SET TASK:
All of the listing below must be repeated word for word. Pictures are the only thing to omit.

— Begin RECORDS TO PROCESS —

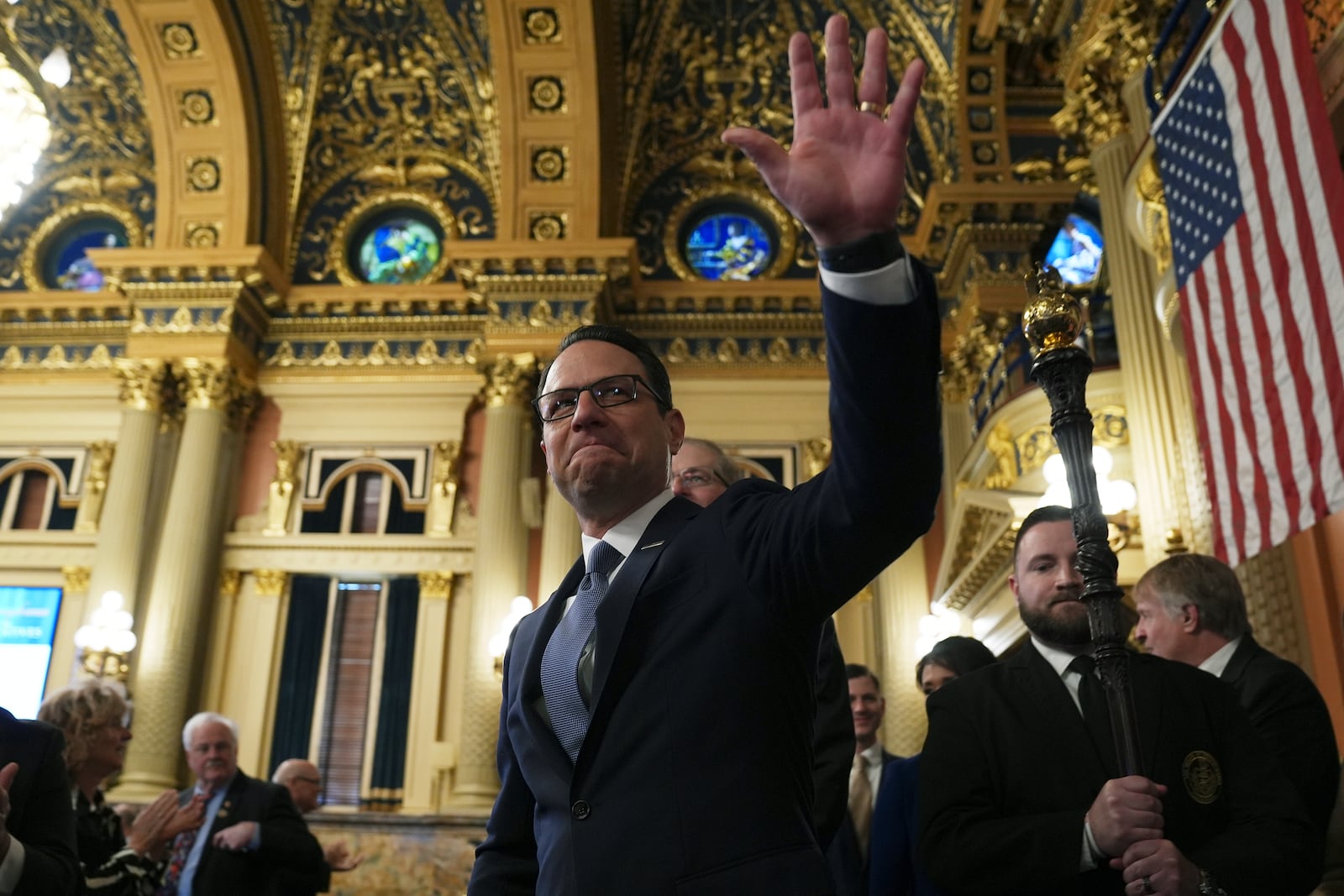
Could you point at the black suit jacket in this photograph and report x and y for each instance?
(40, 815)
(832, 743)
(286, 842)
(1289, 712)
(1008, 772)
(848, 864)
(696, 775)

— End RECORDS TO PROCESS —

WRITTEN RESPONSE:
Could you point at the black suit jacket in this photograph and report x and y for each instance?
(40, 815)
(832, 743)
(286, 842)
(1289, 712)
(1008, 772)
(848, 864)
(696, 775)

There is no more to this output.